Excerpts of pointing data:
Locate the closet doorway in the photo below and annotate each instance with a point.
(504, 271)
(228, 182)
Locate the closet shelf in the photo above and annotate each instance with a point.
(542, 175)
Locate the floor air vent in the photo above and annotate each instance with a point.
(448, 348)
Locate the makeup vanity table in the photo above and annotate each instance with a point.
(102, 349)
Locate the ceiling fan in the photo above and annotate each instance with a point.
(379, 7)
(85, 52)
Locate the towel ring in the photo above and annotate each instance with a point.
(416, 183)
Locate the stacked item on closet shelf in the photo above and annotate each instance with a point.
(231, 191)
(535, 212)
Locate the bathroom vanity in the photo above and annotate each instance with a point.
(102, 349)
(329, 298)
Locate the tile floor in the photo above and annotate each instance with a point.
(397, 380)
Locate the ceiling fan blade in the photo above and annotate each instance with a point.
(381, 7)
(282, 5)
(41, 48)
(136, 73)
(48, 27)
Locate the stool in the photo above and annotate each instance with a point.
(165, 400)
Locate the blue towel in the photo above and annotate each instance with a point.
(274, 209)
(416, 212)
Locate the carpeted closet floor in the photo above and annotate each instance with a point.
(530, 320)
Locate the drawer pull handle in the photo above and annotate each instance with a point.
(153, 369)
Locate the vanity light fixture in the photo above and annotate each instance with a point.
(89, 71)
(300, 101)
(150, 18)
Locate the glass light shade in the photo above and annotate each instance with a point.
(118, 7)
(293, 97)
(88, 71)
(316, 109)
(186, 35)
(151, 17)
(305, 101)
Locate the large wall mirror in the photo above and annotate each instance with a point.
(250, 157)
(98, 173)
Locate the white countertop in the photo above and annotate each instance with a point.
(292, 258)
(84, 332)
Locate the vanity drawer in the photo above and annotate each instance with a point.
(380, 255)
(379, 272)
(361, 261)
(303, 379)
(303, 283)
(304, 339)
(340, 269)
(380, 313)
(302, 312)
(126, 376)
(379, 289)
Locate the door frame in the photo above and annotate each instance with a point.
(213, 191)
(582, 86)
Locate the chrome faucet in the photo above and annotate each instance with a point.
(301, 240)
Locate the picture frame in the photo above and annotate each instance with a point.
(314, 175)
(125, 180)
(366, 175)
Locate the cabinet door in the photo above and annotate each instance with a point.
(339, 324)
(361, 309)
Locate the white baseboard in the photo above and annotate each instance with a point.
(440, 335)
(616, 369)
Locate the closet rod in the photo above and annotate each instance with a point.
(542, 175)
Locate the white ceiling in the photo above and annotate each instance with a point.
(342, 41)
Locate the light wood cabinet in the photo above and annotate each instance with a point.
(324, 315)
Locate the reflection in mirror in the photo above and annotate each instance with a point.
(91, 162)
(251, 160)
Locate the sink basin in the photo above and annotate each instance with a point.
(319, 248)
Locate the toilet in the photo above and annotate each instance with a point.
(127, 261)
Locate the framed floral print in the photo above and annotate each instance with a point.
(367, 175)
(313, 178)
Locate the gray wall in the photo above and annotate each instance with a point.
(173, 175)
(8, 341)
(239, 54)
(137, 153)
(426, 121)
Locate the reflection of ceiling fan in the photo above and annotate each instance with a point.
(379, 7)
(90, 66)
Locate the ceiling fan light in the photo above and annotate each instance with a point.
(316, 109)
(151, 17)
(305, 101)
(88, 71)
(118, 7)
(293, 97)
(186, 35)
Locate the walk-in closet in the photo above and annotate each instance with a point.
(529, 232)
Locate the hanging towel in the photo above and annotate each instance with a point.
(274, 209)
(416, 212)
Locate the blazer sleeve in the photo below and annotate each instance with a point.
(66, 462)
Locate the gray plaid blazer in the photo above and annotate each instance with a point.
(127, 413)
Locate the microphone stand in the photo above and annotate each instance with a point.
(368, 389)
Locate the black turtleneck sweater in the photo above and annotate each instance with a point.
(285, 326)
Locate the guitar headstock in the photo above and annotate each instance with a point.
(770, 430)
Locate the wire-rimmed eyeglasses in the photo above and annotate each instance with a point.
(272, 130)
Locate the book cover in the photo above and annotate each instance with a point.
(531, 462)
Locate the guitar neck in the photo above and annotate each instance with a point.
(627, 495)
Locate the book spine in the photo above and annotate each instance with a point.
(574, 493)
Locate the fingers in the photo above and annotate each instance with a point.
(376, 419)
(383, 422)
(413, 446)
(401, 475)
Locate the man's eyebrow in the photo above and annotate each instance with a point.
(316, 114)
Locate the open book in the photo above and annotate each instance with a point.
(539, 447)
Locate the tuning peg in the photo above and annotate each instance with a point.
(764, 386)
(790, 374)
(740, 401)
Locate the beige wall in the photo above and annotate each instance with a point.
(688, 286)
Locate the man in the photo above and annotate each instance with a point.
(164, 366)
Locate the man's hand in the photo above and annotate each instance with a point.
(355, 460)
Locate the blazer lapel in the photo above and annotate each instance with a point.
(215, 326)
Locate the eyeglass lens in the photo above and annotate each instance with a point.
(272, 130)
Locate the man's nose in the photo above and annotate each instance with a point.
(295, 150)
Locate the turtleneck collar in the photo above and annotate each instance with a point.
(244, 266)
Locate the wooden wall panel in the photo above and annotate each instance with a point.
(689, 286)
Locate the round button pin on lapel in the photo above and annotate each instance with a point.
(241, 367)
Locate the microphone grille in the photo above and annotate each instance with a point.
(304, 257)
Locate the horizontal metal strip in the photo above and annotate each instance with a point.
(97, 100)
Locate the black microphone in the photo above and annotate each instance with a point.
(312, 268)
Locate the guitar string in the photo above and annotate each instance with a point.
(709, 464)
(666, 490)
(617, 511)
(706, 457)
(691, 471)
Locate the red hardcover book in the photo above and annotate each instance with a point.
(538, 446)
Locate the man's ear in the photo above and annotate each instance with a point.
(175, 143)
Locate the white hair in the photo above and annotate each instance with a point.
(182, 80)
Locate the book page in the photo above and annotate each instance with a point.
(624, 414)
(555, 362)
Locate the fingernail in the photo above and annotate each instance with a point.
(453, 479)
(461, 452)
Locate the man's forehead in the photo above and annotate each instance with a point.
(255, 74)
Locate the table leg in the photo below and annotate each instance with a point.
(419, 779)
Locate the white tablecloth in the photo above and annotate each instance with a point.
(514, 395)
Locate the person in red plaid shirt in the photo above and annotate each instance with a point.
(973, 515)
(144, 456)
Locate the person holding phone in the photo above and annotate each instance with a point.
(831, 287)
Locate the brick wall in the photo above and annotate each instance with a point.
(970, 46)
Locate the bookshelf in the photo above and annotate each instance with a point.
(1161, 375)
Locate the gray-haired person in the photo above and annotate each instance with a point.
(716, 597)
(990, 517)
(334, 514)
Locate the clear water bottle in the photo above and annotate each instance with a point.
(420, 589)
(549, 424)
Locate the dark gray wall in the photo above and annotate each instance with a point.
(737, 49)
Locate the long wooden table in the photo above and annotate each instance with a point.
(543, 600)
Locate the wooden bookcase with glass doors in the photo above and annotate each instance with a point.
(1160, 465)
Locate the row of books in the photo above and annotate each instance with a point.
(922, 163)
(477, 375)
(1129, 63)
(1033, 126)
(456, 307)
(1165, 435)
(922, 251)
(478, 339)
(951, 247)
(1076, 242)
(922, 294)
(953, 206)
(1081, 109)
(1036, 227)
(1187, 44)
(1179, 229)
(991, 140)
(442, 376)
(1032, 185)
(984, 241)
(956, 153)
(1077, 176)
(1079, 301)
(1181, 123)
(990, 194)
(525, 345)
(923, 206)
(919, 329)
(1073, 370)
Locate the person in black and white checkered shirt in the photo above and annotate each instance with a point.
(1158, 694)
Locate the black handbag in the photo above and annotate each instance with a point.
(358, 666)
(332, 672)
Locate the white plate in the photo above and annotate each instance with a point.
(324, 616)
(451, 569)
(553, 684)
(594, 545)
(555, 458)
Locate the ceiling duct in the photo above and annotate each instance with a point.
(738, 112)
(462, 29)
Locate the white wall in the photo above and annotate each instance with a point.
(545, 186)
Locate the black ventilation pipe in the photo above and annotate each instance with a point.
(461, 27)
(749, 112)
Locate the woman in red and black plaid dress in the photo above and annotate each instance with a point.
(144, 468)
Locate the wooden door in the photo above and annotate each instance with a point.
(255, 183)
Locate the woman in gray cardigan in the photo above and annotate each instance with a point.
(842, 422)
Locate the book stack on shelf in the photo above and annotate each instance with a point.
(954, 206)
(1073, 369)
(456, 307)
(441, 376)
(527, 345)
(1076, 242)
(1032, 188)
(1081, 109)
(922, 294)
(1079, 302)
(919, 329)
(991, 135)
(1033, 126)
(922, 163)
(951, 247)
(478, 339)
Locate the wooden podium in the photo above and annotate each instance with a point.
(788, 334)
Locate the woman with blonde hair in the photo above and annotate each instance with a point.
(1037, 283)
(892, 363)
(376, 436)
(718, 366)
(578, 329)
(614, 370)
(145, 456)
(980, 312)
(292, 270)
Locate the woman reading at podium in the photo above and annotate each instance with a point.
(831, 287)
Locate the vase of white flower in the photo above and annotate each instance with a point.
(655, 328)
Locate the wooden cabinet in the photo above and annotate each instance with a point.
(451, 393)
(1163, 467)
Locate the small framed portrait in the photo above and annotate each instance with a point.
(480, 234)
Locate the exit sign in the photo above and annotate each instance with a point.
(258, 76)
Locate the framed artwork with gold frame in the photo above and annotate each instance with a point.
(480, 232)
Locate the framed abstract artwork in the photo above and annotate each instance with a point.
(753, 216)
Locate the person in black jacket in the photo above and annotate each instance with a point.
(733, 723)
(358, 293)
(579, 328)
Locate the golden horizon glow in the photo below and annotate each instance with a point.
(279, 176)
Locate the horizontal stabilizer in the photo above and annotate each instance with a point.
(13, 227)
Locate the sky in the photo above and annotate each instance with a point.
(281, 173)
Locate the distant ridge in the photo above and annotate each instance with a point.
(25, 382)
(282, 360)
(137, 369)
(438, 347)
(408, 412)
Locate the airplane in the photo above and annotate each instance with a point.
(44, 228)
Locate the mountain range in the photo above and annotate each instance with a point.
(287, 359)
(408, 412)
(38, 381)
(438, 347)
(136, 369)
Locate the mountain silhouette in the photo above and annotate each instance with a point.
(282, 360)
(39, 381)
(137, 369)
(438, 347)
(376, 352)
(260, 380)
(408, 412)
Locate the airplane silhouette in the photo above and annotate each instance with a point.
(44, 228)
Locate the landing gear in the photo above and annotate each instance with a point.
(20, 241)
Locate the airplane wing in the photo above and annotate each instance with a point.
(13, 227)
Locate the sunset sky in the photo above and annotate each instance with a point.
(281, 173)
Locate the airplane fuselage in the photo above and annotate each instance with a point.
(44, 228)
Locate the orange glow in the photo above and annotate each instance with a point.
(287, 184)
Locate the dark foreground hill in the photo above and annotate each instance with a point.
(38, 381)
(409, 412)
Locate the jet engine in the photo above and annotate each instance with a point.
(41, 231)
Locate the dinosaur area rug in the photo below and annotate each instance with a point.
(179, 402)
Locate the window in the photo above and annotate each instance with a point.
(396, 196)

REQUIRED TASK –
Rewrite the lines from the one containing "Locate the horizontal metal" through the one containing "(1161, 375)", inclusive, swapping "Locate" for "Identify" and keeping all else unchanged.

ANSWER IN FULL –
Identify the horizontal metal strip in the photo above and annotate each instance with a point.
(97, 100)
Identify the black microphone in the photo above and annotate each instance with a point.
(312, 268)
Identify the guitar string in the photo above and annotate each instance with a point.
(709, 464)
(666, 490)
(617, 511)
(706, 457)
(691, 471)
Identify the red hardcover book in the photo above and annotate each instance with a point.
(538, 446)
Identify the man's ear in the photo above and annotate each instance with a point.
(175, 143)
Identify the white hair in the photo above and annotate each instance with a point.
(182, 80)
Identify the book page in the photo above and annotate each instance with a point.
(624, 414)
(555, 362)
Identify the fingernail in the photo above and annotate each instance with a point.
(453, 479)
(461, 452)
Identify the man's forehead in the photo above and annotate each instance with a point.
(255, 74)
Identify the table leg in the photo below and annotate each instance with a point.
(419, 779)
Identify the white tablecloth in the photo above and annotate each instance with a point.
(514, 395)
Identify the person in red plaid shirt in the photo above and annotate each instance with a point.
(973, 515)
(144, 456)
Identify the person holding phone in the photo above and annotate each instance with a point.
(831, 287)
Identify the brick wall in the photo above and annotate each instance with a point.
(970, 46)
Identify the bookshelf in the photo above and annotate each instance with a point.
(1161, 375)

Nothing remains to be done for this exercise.